- **PROBLEMAS A RESOLVER**
1 – En el relato sobre la escuela, ¿a quién golpeó en la cabeza la pelota que salió por la ventanilla del aula?
2 – Prosigue el relato sobre la escuela a partir de su última oración.

- **TEXTO MOSTRADO**
---------------

Estudié en una escuela privilegiada, con patios inmensos como atrios de catedral y largos corredores arbolados en los que podíamos perdernos durante eternidades. No era privilegiada en el sentido de las escuelas para estudiantes de clases adineradas, lo era en el sentido del abolengo pedagógico, porque era una escuela pública, pero de esas a las que todo el mundo quiere entrar, una escuela que tenía historia y prestigio. Su comunidad de maestros era muy numerosa y diversa, desde las gentiles educadoras del kínder con sus mandiles impecables como hadas de cuento revoloteando en torno a sus pequeños pupilos, hasta los profesores de gesto adusto que mantenían a raya con su seriedad a los siempre exaltados jóvenes de la prepa. Conformaban todos un grupo muy grande y solemne que a veces nos parecía opresor y agobiante pero que siempre reconocíamos con la autoridad moral incuestionable de una dinastía gobernante. 

Los de la primaria eran como suelen ser los maestros de educación básica, soldados de a pie, fieles a su tarea, trabajando siempre más de ocho horas diarias y batallando en el campo de guerra con los cuadernos de los deberes, las faltas de ortografía y los temarios inabarcables de cada materia, todos sacrificados como héroes anónimos y militantes idólatras de alguna escuela pedagógica. Les teníamos cariño a algunos, de ese cariño que sólo se da a aquellos que han ido con nosotros al frente de guerra, los que se han enlodado a nuestro lado la cara y nos han sacado con sus propias manos del pozo inaudito de la ignorancia. A otros les teníamos miedo, temor del bueno, del que nace invariablemente de algún mito irresistible cuando se es niño, un mito que con los años se va volviendo leyenda escolar, pero que alguien algún día comprueba que no es verdad, porque los maestros son también humanos y se equivocan como nosotros y un día de tantos su humanidad se deja ver sin disfraces a través del cansancio o de la vejez.

 

De esos próceres mártires de la formación básica me acuerdo mucho del maestro Juan, tenía una cara de coronel contrariado de algún ejército imaginario de fracasados, disparaba con su voz áspera de los avernos improperios vergonzantes a los alumnos dispersos y a los alebrestados, tenía una colección de amenazantes pelotas de goma sobre su escritorio, las lanzaba sin conmiseración y desigual puntería lo mismo a las cabezas inquietas de los incorregibles que a las soñadoras y lerdas de los distraídos. Un día una pelota lanzada con desatino salió disparada por la ventanilla abierta de un costado del aula, fue directo a la cabeza de la maestra Jovita que en ese momento pasaba cerca de nuestro salón. No le vi nunca como ese día al maestro Juan una cara tan apenada, su gesto adusto se convirtió esa mañana en el de un niño sorprendido en la travesura diaria. A nadie le volvieron a dar miedo su balas esféricas de goma dura, nos acordábamos de su cara de esa mañana y los disparos nos desataban después de eso sólo carcajadas.

---------------

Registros
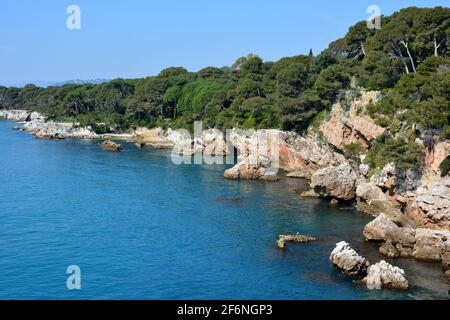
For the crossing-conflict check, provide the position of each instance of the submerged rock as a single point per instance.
(109, 145)
(282, 239)
(348, 260)
(246, 171)
(383, 274)
(447, 275)
(335, 181)
(389, 250)
(371, 199)
(383, 229)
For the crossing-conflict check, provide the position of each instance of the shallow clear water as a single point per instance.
(141, 227)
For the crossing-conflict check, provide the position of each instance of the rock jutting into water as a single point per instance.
(376, 276)
(283, 239)
(384, 275)
(348, 260)
(411, 206)
(109, 145)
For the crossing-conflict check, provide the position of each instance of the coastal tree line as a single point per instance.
(407, 59)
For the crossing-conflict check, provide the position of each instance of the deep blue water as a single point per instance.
(140, 227)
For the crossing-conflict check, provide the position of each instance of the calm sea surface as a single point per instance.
(141, 227)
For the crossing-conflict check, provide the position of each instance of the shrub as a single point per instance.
(353, 151)
(445, 166)
(385, 149)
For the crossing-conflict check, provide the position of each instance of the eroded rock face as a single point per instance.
(297, 155)
(283, 239)
(335, 181)
(420, 243)
(348, 260)
(383, 274)
(14, 115)
(383, 229)
(371, 199)
(153, 137)
(109, 145)
(352, 126)
(434, 157)
(430, 245)
(246, 171)
(387, 178)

---------------

- **RESPUESTAS EN ORDEN**
1 – A la maestra Jovita, que en ese momento pasaba cerca del salón.

2 –
Con los maestros de secundaria las risas no se daban nunca ni se permitían. Ellos pertenecían a una alcurnia muy distinta, eran una élite educativa temible, cada uno en un altar intocable de la disciplina carcelaria en que se convierte toda escuela secundaria. Tenían, eso sí, apodos y sobrenombres que a veces mataban de risa pero otras muchas descontrolaban esfínteres. Constituían en conjunto una comunidad modelo cuyo principal objetivo era contener la euforia de nuestra adolescencia y los ímpetus desbordados de nuestro desenfreno púber. "La Vaca", "El Aguacate", "El Barco", "La Hurraca", "La Llorona", en el furor vengativo de nuestra juventud incipiente sabíamos poner a todos apodos por demás denigrantes. A ellos sí que les teníamos pánico, que algunas veces confundíamos con respeto y otras con una aleación extraña de apego y rabia desproporcionada. Estaban siempre seguros de lo que hacían, querían enseñarnos Historia, Geografía y Álgebra, no supieron tal vez nunca que lo que en realidad aprendíamos era a experimentar emociones básicas. 

Los de la prepa se cocían siempre aparte, porque entrar a la prepa era una proeza que te daba un estatus cuasi universitario, era en aquel tiempo como estar a un muy pequeño peldaño del estrellato, así que lo que ahí se daba tenía que ser todo de mucha altura, y los maestros también eran parte de eso.  Todos tenían grados académicos y querían imponer con sus cátedras sistemáticas el rigor de la precisión científica a nuestras mentes todavía habitadas por la belicosidad de la adolescencia. Eran la mayoría muy duros y comprometidos con la academia, cumplían su función pedagógica con una exactitud pasmosa, nosotros les teníamos más aversión que simpatía, y mucha menos admiración de la que se merecían, tenían la labor más ardua de todas, les tocaba domesticar con saberes la urgencia de nuestra naturaleza instintiva y primaria.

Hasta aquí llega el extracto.